Goal of the exercise: Copy out the records below, replacing "on the pitch" with "in the frame" everywhere it appears and leaving everything else unchanged.

Listed entries:
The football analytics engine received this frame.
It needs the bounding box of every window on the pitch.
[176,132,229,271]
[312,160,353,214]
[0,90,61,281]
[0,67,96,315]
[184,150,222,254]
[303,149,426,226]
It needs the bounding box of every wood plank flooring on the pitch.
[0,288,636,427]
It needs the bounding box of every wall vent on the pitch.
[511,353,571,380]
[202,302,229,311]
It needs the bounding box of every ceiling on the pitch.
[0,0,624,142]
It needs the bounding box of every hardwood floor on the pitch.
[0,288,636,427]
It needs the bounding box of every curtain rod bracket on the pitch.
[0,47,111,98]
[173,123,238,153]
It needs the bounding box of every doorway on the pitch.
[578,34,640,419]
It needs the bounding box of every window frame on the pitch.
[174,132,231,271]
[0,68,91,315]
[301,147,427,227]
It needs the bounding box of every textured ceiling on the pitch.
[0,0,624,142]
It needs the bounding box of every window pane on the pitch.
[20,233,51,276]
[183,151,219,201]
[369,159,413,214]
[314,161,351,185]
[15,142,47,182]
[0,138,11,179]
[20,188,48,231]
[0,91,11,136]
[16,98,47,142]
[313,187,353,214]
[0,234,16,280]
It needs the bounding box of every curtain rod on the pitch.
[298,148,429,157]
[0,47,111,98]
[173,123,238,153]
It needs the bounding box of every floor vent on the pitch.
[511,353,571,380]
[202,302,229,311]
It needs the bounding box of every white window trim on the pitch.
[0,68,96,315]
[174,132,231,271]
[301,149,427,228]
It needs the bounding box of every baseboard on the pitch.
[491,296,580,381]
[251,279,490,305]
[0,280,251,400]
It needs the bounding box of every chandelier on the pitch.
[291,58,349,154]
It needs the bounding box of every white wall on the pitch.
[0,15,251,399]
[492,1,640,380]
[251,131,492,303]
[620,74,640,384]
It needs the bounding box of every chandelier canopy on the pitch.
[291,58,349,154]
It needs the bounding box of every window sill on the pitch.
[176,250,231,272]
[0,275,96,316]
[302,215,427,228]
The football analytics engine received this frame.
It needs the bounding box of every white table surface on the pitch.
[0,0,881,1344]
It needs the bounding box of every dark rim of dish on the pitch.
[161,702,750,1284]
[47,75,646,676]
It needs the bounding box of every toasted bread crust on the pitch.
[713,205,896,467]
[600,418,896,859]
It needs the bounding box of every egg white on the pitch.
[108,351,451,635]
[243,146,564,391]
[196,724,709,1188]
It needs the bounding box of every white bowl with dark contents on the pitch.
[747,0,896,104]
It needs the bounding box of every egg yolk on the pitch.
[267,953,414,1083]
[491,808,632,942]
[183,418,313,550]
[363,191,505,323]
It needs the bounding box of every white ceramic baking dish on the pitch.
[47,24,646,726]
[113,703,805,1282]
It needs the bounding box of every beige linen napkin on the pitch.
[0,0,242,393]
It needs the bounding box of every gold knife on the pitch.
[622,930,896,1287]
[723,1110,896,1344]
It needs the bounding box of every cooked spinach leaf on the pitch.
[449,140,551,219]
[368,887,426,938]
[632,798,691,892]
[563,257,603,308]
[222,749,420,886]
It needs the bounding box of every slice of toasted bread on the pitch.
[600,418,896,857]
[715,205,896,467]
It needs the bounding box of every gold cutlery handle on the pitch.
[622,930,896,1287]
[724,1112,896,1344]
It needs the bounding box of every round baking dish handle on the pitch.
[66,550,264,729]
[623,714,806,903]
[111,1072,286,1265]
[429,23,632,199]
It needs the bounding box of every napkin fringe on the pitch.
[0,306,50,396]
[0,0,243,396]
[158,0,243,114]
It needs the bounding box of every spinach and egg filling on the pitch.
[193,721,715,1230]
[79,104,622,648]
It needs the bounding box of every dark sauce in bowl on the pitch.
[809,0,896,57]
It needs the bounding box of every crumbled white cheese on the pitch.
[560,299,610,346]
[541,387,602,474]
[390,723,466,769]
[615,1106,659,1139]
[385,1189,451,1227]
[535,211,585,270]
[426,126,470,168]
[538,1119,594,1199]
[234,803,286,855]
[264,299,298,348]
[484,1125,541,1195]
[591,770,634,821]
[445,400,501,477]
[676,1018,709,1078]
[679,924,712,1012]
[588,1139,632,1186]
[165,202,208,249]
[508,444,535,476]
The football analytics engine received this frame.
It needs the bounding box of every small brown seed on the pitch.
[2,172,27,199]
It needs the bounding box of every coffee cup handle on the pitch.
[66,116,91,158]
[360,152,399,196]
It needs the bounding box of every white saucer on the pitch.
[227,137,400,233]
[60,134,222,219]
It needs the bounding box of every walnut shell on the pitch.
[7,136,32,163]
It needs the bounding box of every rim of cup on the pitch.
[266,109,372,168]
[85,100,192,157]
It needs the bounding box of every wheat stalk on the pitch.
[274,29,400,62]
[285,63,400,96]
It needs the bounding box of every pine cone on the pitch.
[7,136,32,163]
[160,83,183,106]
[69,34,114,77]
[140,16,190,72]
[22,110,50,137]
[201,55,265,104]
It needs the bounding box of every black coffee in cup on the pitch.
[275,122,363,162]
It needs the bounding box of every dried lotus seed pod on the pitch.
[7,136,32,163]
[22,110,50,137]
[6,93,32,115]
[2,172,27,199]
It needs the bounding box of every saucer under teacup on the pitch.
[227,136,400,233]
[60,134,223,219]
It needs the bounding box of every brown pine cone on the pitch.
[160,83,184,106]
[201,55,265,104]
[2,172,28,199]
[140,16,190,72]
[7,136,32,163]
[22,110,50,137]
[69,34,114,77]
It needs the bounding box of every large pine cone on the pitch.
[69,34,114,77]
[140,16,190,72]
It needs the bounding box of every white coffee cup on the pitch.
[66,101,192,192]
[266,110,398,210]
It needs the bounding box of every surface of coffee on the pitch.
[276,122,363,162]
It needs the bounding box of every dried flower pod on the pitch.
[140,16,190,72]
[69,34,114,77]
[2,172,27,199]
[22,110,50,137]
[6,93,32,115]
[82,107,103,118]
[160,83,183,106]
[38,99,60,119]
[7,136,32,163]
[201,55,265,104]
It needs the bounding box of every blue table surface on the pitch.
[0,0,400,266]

Response to this exercise:
The football analytics engine received this frame.
It needs the bounding box of every window in the frame.
[176,132,229,271]
[312,160,353,214]
[0,90,61,281]
[0,67,96,315]
[184,150,222,254]
[303,149,426,226]
It needs the bounding box of every wood plank flooring in the frame.
[0,288,636,427]
It needs the bounding box of every wall vent in the frame.
[511,353,571,380]
[202,302,229,311]
It needs the bounding box of every ceiling in the frame.
[0,0,624,142]
It needs the bounding box of every hardwood floor in the frame.
[0,288,636,427]
It needs the bounding box of every curtain rod bracket in the frame.
[0,47,111,98]
[173,123,238,153]
It needs the bounding box of every doorway in the frame.
[578,34,640,419]
It needs the bounding box of every window frame in the frame.
[174,132,231,271]
[0,68,91,315]
[301,147,427,227]
It needs the bounding box of every textured ceiling in the frame.
[0,0,624,142]
It needs the bounding box of every window pane in the frame.
[20,233,51,276]
[183,151,219,201]
[369,159,413,214]
[314,161,351,185]
[15,142,47,182]
[0,138,11,179]
[20,188,48,231]
[0,91,11,136]
[16,98,47,142]
[313,187,353,214]
[0,234,16,280]
It needs the bounding box of every curtain rod in the frame.
[298,148,429,157]
[0,47,111,98]
[173,123,238,153]
It needs the bounding box of every floor vent in the frame.
[511,353,571,380]
[202,302,229,311]
It needs the bounding box of every white window trim in the frame.
[0,68,96,315]
[174,132,231,271]
[301,149,427,228]
It needs the bounding box of every baseboard in the frame.
[491,296,580,381]
[251,279,490,305]
[0,280,251,400]
It needs the bounding box of every chandelier in the frame.
[291,58,349,154]
It needs the bounding box of every white wall in the frame.
[0,15,251,399]
[492,1,640,380]
[251,131,492,303]
[620,74,640,384]
It needs the bounding box of every chandelier canopy in the frame.
[291,58,349,154]
It needs the bounding box of every window sill in the frame.
[176,250,231,272]
[0,275,96,316]
[302,215,427,228]
The football analytics engine received this frame.
It needs the bounding box of every white table surface in the frame.
[0,0,881,1344]
It needs the bounding box of every dark rim of dish in the frame.
[161,702,750,1284]
[47,75,646,676]
It needs the bounding box of every toasted bread crust in the frame.
[713,205,896,467]
[600,418,896,859]
It needs the bounding box of every egg white in the frame.
[108,351,451,635]
[243,146,564,391]
[196,724,709,1188]
It needs the bounding box of every white bowl with dark contents in the frame.
[747,0,896,104]
It needs the bounding box of every egg yolk in the frame.
[267,953,414,1083]
[491,808,632,942]
[183,418,313,550]
[363,191,505,323]
It needs the bounding box of every white ceramic baking dish in the frame.
[47,24,646,726]
[113,703,805,1282]
It needs the bounding box of every beige linen napkin in the frame.
[0,0,242,393]
It needs the bounding box of every gold knife in the frame.
[622,930,896,1287]
[723,1110,896,1344]
It needs the bounding box of every cooked spinach leaf in the frame.
[449,140,551,219]
[368,887,426,938]
[632,798,691,892]
[563,257,603,308]
[222,749,420,886]
It needs the bounding box of every slice of toasted bread in the frame.
[600,418,896,857]
[715,205,896,467]
It needs the bounding box of every gold cutlery handle in the frame.
[622,930,896,1287]
[724,1112,896,1344]
It needs the bounding box of every round baking dish handle in the frame.
[66,550,264,729]
[623,714,806,903]
[111,1072,286,1265]
[429,23,632,199]
It needs the bounding box of every napkin fringe in the frame.
[0,306,50,396]
[0,0,243,396]
[158,0,243,114]
It needs the bounding box of every spinach and egg filling in the frame.
[193,721,715,1230]
[79,104,622,648]
It needs the bounding box of every dark sauce in bowl in the frame.
[809,0,896,57]
It needs the bounding box of every crumbled white cheese in the frame.
[560,299,610,346]
[541,387,602,474]
[390,723,466,769]
[615,1106,659,1139]
[385,1189,451,1227]
[535,211,585,270]
[426,126,470,168]
[538,1119,594,1199]
[234,803,286,855]
[264,299,298,348]
[484,1125,541,1195]
[591,770,634,821]
[445,400,501,477]
[676,1018,709,1078]
[679,924,712,1012]
[588,1139,632,1186]
[165,202,208,249]
[508,444,535,476]
The football analytics engine received this frame.
It needs the bounding box of every small brown seed in the frame.
[2,172,27,199]
It needs the bounding box of every coffee cup handle in the frame.
[66,116,91,158]
[360,152,399,196]
It needs the bounding box of every white saucer in the frame.
[227,137,400,233]
[60,134,222,219]
It needs the bounding box of every walnut shell in the frame.
[7,136,32,163]
It needs the bounding box of every rim of cup in the frame.
[266,109,372,168]
[85,100,192,157]
It needs the bounding box of every wheat stalk in the frame.
[274,29,400,62]
[285,63,400,96]
It needs the bounding box of every pine cone in the frame.
[7,136,32,163]
[160,83,183,106]
[69,34,114,77]
[140,16,190,72]
[22,110,50,137]
[201,55,265,104]
It needs the bounding box of every black coffee in cup in the frame.
[275,122,363,162]
It needs the bounding box of every dried lotus seed pod in the frame.
[7,136,32,163]
[22,110,50,137]
[6,93,32,115]
[2,172,27,199]
It needs the bounding box of every saucer under teacup in the frame.
[227,136,400,233]
[60,134,223,219]
It needs the bounding box of every brown pine cone in the frame.
[160,83,184,106]
[201,55,265,104]
[2,172,28,199]
[140,16,190,72]
[7,136,32,163]
[22,110,50,137]
[69,34,114,77]
It needs the bounding box of every large pine cone in the frame.
[69,34,114,77]
[140,16,190,72]
It needs the bounding box of every white coffee cup in the frame.
[66,101,192,192]
[266,110,398,210]
It needs the bounding box of every surface of coffee in the frame.
[276,122,363,162]
It needs the bounding box of every dried flower pod in the frame.
[140,16,190,72]
[69,34,114,77]
[2,172,27,199]
[22,110,50,137]
[6,93,32,115]
[82,107,103,118]
[160,83,183,106]
[38,99,60,119]
[7,136,32,163]
[201,55,265,104]
It needs the bounding box of every blue table surface in the frame.
[0,0,400,266]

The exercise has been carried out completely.